SOURCE —
----------------

Since the data in Example 5.2 is simulated with \(\sigma^{2} = 9\), the true conditional variance and standard error of \(\hat{\beta}_1\) are

var_beta1hat <- 9/sum((df$X - mean(df$X))^2)
cat("True b1hat variance: ", round(var_beta1hat,3), "\n")
cat("True b1hat s.e.: ", round(sqrt(var_beta1hat),3), "\n")

True b1hat variance:  0.161 
True b1hat s.e.:  0.401

In our simulation exercise in Example 5.3, the standard deviation of the \(\hat{\beta}_1\) obtained over the 200 replications is 0.395 which is very close to 0.401.

cat("Standard deviation of simulated beta1hats is", round(sd(beta1s),3), "\n")

----------------

INFORMATION GIVEN —
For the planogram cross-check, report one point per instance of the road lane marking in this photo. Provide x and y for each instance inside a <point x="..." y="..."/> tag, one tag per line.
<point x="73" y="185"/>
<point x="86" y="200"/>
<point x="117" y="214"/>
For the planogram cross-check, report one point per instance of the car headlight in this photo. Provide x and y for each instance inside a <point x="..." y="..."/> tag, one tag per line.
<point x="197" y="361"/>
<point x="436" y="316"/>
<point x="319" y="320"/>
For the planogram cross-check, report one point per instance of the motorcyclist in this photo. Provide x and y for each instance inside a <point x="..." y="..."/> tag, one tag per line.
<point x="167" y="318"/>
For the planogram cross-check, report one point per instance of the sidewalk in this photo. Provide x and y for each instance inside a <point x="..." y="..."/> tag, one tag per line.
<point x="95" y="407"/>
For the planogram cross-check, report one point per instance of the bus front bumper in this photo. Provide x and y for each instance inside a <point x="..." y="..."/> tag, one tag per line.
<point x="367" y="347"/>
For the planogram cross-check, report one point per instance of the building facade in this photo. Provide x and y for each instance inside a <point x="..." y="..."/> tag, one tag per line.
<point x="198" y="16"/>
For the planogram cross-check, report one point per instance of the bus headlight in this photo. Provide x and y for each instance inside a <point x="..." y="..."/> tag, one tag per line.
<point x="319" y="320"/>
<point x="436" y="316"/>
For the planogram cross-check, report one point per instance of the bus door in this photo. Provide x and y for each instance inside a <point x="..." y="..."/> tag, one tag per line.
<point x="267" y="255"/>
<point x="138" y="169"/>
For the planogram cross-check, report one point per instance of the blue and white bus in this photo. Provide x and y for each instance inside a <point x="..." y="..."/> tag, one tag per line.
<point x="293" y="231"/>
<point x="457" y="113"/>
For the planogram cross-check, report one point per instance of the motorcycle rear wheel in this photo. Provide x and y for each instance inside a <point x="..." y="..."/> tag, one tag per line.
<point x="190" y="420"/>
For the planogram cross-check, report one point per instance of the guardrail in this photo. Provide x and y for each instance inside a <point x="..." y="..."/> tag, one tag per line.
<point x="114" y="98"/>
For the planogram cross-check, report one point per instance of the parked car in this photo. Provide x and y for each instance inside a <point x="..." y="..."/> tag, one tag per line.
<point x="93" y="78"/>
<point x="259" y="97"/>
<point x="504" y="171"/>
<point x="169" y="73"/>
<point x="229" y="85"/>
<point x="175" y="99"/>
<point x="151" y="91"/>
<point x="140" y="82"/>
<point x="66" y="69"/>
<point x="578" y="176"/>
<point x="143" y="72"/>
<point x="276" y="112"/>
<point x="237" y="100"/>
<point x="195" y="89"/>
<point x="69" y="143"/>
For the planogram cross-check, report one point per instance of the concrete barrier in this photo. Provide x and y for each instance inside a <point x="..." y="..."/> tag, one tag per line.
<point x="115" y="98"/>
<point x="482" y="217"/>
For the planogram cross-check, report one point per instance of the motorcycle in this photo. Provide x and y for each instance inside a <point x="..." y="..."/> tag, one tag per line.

----------------

GIVEN EXERCISE —
Output the portion of the passage on the standard error of the slope estimate starting at "var_beta1hat <- 9/sum((df$X" and ending at "close to 0.401.", copied word for word.

EXERCISE ANSWER —
var_beta1hat <- 9/sum((df$X - mean(df$X))^2)
cat("True b1hat variance: ", round(var_beta1hat,3), "\n")
cat("True b1hat s.e.: ", round(sqrt(var_beta1hat),3), "\n")

True b1hat variance:  0.161 
True b1hat s.e.:  0.401

In our simulation exercise in Example 5.3, the standard deviation of the \(\hat{\beta}_1\) obtained over the 200 replications is 0.395 which is very close to 0.401.